# [Supplied text]
BABA-W (9988.HK)
Key Updates
BABA-W declined 3.81% to $118.50 since the April 1st report, extending losses to seven consecutive sessions and confirming the breakdown of technical support at $120. The stock has now surrendered 16.90% year-to-date and 35.28% over six months, trading at its lowest level since the March 19th earnings miss. No new fundamental developments emerged during this period, with the decline driven purely by continued technical selling pressure and deteriorating investor sentiment following the 67% profit collapse reported in December quarter results. The stock now approaches critical support at $115, with the post-earnings downtrend intact despite brief intraday rebounds.
Current Trend
BABA-W remains in a confirmed downtrend with year-to-date losses of 16.90% and six-month losses of 35.28%. The stock has declined 12.09% over the past month, accelerating from the March 19th earnings release when shares initially fell 4.8% in Hong Kong. The current price of $118.50 represents a 3.81% decline since April 1st and marks seven consecutive sessions of losses. Key technical levels show the stock breaking below $120 support, with next support at $115. The 5-day decline of 3.66% confirms near-term momentum remains negative. Resistance has formed at $125-$128, representing previous failed rebound attempts. The downtrend trajectory suggests continued pressure absent a fundamental catalyst.
Investment Thesis
The investment thesis centers on Alibaba's strategic pivot toward AI monetization and cloud growth, positioning the company to capture significant value from its $53 billion AI investment despite near-term profitability pressures. The bull case rests on three pillars: (1) Cloud Intelligence Group's 36% revenue growth with AI-related products achieving triple-digit growth for ten consecutive quarters, (2) CEO Eddie Wu's target of exceeding $100 billion in combined cloud and AI external revenue within five years, and (3) the newly formed Alibaba Token Hub consolidating AI operations under direct CEO leadership to accelerate monetization. The company's Qwen model ranks among the most popular in the global open-source community with over 300 million monthly active users, while the integrated ecosystem spanning e-commerce, logistics, and cloud infrastructure provides unique advantages for deploying AI agents. However, this thesis faces significant headwinds from intense e-commerce competition causing market share erosion to PDD and Douyin, with Alibaba's GMV share declining from 72% to 62% of China's online retail sales. The 67% profit collapse in Q3 reflects heavy promotional spending and subsidies reaching 50 billion yuan, while declining marketplace monetization rates and near-ceiling consumer numbers in China constrain core business growth.

# [Material provided]

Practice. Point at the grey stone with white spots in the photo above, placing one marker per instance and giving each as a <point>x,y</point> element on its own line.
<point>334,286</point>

# [To be done]
**a)** Duplicate the BABA-W stock update from "BABA-W (9988.HK)" to "brief intraday rebounds.".
**b)** According to the BABA-W stock update, at what price range has resistance formed?
The material has no role in this work.

# [Solutions per task]
**a)**
BABA-W (9988.HK)
Key Updates
BABA-W declined 3.81% to $118.50 since the April 1st report, extending losses to seven consecutive sessions and confirming the breakdown of technical support at $120. The stock has now surrendered 16.90% year-to-date and 35.28% over six months, trading at its lowest level since the March 19th earnings miss. No new fundamental developments emerged during this period, with the decline driven purely by continued technical selling pressure and deteriorating investor sentiment following the 67% profit collapse reported in December quarter results. The stock now approaches critical support at $115, with the post-earnings downtrend intact despite brief intraday rebounds.

**b)** $125-$128